Segment Start: Records supplied

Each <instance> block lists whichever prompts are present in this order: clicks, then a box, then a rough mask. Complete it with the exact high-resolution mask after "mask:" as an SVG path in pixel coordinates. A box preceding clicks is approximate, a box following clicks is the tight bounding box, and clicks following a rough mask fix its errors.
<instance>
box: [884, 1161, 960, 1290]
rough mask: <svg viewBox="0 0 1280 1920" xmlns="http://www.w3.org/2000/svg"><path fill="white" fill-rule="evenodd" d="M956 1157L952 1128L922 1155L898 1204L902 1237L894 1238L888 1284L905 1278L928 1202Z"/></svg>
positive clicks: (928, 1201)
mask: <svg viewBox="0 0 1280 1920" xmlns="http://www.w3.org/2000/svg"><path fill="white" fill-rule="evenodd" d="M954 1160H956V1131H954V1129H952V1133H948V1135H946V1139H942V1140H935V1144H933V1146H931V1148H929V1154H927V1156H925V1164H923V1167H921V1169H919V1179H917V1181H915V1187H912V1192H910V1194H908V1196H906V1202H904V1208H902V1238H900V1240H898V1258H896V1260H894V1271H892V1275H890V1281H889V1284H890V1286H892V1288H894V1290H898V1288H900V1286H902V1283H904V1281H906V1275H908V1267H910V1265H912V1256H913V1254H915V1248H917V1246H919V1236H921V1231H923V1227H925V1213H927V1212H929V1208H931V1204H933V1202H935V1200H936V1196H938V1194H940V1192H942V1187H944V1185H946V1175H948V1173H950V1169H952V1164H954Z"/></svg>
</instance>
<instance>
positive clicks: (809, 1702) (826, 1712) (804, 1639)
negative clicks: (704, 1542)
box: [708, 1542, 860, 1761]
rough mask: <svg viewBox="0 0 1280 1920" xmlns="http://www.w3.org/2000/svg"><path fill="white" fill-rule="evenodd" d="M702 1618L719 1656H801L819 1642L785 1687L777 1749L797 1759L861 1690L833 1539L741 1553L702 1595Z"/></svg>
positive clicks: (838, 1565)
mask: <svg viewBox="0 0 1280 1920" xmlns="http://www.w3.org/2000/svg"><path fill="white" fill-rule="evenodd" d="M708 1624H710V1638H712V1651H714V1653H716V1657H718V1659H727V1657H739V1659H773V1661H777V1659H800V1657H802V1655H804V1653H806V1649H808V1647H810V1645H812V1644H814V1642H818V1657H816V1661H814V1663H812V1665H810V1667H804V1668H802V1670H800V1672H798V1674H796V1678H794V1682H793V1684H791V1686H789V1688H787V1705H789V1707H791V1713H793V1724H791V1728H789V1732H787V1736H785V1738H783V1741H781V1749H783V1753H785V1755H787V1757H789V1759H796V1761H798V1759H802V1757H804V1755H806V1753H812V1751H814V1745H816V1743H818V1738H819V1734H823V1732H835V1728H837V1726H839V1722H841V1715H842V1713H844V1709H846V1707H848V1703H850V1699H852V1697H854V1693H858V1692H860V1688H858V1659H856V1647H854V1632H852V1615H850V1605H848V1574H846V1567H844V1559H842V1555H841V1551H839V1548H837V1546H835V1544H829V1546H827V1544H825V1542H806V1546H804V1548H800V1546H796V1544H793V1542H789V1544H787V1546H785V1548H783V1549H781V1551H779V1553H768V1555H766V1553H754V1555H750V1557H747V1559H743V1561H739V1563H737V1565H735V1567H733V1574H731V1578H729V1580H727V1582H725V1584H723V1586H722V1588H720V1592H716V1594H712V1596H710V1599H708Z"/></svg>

Segment End: Records supplied

◆ Aim of the exercise
Print all of the entries above again, reproducing every line character for character.

◆ Answer to this problem
Each <instance> block lists whichever prompts are present in this order: clicks, then a box, then a rough mask. Complete it with the exact high-resolution mask after "mask:" as an SVG path in pixel coordinates. A box preceding clicks is approximate, a box following clicks is the tight bounding box, and clicks following a rough mask fix its errors.
<instance>
box: [884, 1161, 960, 1290]
rough mask: <svg viewBox="0 0 1280 1920" xmlns="http://www.w3.org/2000/svg"><path fill="white" fill-rule="evenodd" d="M956 1157L952 1128L922 1155L898 1204L902 1237L894 1238L888 1284L905 1278L928 1202Z"/></svg>
positive clicks: (928, 1201)
mask: <svg viewBox="0 0 1280 1920" xmlns="http://www.w3.org/2000/svg"><path fill="white" fill-rule="evenodd" d="M954 1160H956V1131H954V1129H952V1133H948V1135H946V1139H942V1140H935V1144H933V1146H931V1148H929V1154H927V1156H925V1164H923V1167H921V1169H919V1179H917V1181H915V1187H912V1192H910V1194H908V1196H906V1202H904V1208H902V1238H900V1240H898V1258H896V1260H894V1271H892V1275H890V1281H889V1284H890V1286H892V1288H894V1290H898V1288H900V1286H902V1283H904V1281H906V1275H908V1267H910V1265H912V1256H913V1254H915V1248H917V1246H919V1236H921V1231H923V1227H925V1213H927V1212H929V1208H931V1204H933V1202H935V1200H936V1196H938V1194H940V1192H942V1187H944V1185H946V1175H948V1173H950V1169H952V1164H954Z"/></svg>
</instance>
<instance>
positive clicks: (809, 1702) (826, 1712) (804, 1639)
negative clicks: (704, 1542)
box: [708, 1542, 860, 1761]
rough mask: <svg viewBox="0 0 1280 1920" xmlns="http://www.w3.org/2000/svg"><path fill="white" fill-rule="evenodd" d="M702 1618L719 1656H801L819 1642L785 1687L777 1749L797 1759L861 1690L833 1539L741 1553L702 1595Z"/></svg>
positive clicks: (838, 1565)
mask: <svg viewBox="0 0 1280 1920" xmlns="http://www.w3.org/2000/svg"><path fill="white" fill-rule="evenodd" d="M708 1624H710V1638H712V1651H714V1653H716V1657H718V1659H727V1657H739V1659H773V1661H777V1659H800V1657H802V1655H804V1653H806V1649H808V1647H810V1645H812V1644H814V1642H818V1657H816V1661H814V1663H812V1665H810V1667H804V1668H802V1670H800V1672H798V1674H796V1678H794V1682H793V1684H791V1686H789V1688H787V1705H789V1707H791V1713H793V1724H791V1728H789V1732H787V1736H785V1738H783V1741H781V1749H783V1753H785V1755H787V1757H789V1759H796V1761H798V1759H802V1757H804V1755H806V1753H812V1751H814V1745H816V1743H818V1738H819V1734H823V1732H835V1728H837V1726H839V1722H841V1715H842V1713H844V1709H846V1707H848V1703H850V1699H852V1697H854V1693H858V1692H860V1688H858V1659H856V1647H854V1632H852V1615H850V1605H848V1574H846V1567H844V1559H842V1555H841V1551H839V1548H837V1546H835V1544H829V1546H827V1544H825V1542H806V1546H804V1548H800V1546H796V1544H793V1542H789V1544H787V1546H785V1548H783V1549H781V1551H779V1553H768V1555H766V1553H754V1555H750V1557H747V1559H743V1561H739V1563H737V1565H735V1567H733V1574H731V1578H729V1580H727V1582H725V1584H723V1586H722V1588H720V1592H716V1594H712V1596H710V1599H708Z"/></svg>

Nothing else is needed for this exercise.